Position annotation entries
□ □ □ □
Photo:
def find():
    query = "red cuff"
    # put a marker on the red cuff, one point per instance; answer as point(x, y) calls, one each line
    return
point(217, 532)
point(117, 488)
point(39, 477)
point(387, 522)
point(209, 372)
□ □ □ □
== WORK TO DO ==
Rewrite the entries above with "marker" changed to "dot", keeping everything else the same.

== PROBLEM SOLUTION ==
Photo:
def find():
    query = "red cuff"
    # put a dot on the red cuff, one point per instance; answer as point(x, y) calls, one each line
    return
point(217, 532)
point(117, 488)
point(39, 477)
point(387, 522)
point(209, 372)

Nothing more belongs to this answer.